# [Data]
+++

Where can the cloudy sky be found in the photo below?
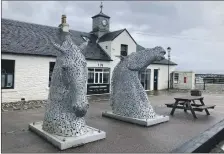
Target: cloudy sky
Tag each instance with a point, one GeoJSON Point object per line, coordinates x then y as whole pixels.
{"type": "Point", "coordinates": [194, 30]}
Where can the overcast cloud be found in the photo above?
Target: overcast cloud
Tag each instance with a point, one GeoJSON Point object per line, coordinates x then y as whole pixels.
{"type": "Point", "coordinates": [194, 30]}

+++

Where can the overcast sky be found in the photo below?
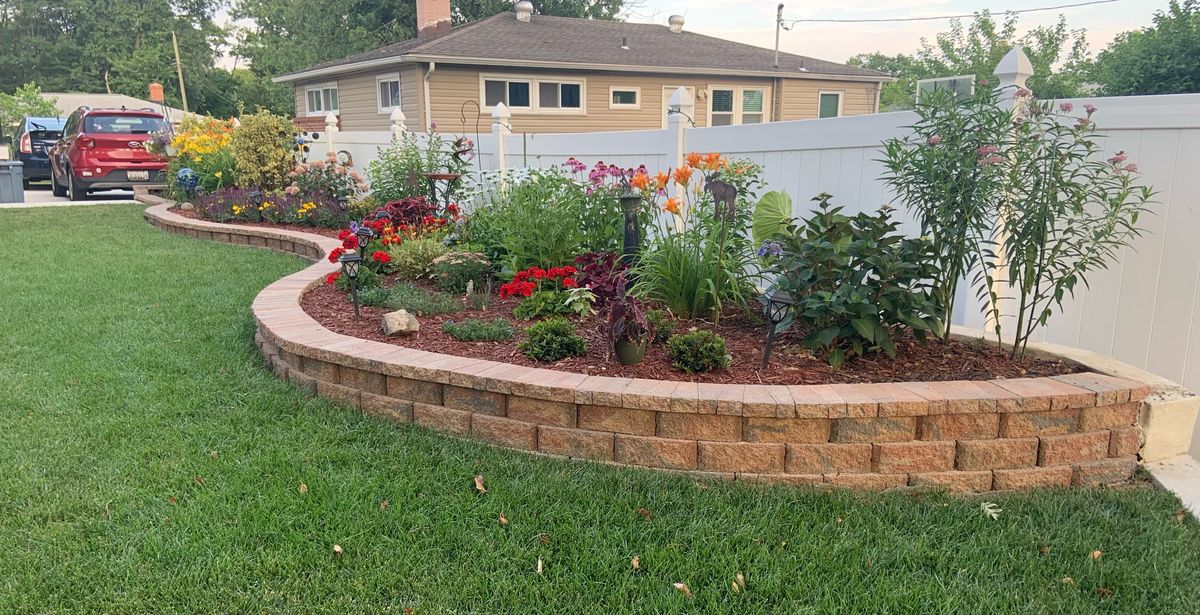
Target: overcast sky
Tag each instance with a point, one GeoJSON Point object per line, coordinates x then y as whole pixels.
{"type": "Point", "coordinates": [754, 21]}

+++

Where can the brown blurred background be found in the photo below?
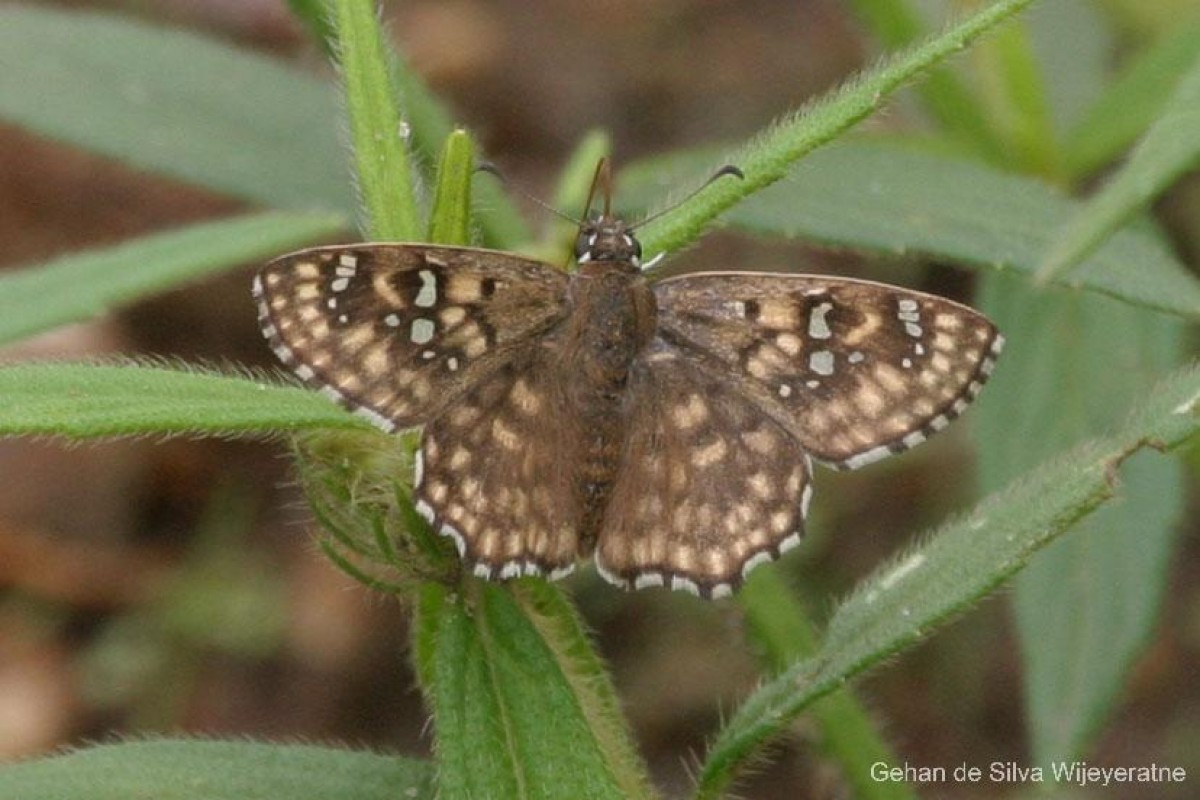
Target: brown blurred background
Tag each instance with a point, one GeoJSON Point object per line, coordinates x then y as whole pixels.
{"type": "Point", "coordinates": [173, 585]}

+++

# [Task prompt]
Which lines of the items contain the word "blurred"? Return each of those lines, matching case.

# [Result]
Where can the brown blurred background be found in the photo below?
Target: brown blurred background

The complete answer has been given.